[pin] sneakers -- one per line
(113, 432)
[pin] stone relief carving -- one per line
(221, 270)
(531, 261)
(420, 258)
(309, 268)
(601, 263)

══════

### Exercise task
Could you repeat these items word for word?

### Result
[pin] sneakers -- one per line
(113, 432)
[pin] stone relief carving -- one per line
(221, 270)
(531, 261)
(420, 258)
(309, 268)
(601, 263)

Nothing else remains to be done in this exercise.